EXTRACTED RECORDS |
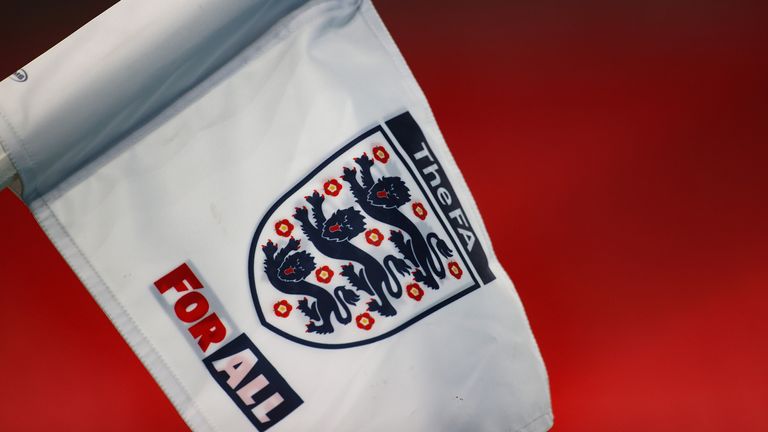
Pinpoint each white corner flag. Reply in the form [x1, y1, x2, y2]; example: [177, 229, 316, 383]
[0, 0, 553, 432]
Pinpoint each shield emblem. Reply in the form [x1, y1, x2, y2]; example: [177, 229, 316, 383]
[249, 117, 496, 348]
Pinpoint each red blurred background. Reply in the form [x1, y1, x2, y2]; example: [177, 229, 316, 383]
[0, 0, 768, 432]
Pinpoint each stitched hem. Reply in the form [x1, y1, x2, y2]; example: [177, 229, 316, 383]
[29, 198, 216, 431]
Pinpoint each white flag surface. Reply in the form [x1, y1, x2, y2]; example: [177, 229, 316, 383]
[0, 0, 552, 432]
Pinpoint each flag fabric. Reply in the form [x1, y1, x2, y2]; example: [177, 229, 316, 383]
[0, 0, 553, 432]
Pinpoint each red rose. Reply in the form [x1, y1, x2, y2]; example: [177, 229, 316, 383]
[275, 219, 293, 237]
[365, 228, 384, 246]
[315, 266, 333, 283]
[373, 146, 389, 163]
[405, 282, 424, 301]
[411, 203, 427, 220]
[323, 179, 342, 196]
[355, 312, 376, 330]
[448, 261, 464, 279]
[274, 300, 293, 318]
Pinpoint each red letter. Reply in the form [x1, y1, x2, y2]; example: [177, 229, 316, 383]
[173, 291, 209, 323]
[189, 313, 227, 352]
[155, 263, 203, 294]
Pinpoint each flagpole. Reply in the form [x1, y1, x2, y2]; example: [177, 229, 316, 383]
[0, 148, 16, 190]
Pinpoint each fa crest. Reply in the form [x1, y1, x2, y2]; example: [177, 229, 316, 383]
[249, 113, 494, 348]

SET TASK |
Starting with the row that contains "Pinpoint each fa" and going on through the last row, rewrite those rows, requests included. Scale every bounding-box coordinate in the answers by 2.15 and round to whole numbers, with halves rounded up. Leave the numbers in the requests and their format samples unchanged.

ANSWER TO THIS EXERCISE |
Pinpoint each fa crest. Reply in the form [x1, y1, x2, y2]; example: [177, 229, 316, 383]
[535, 243, 1062, 748]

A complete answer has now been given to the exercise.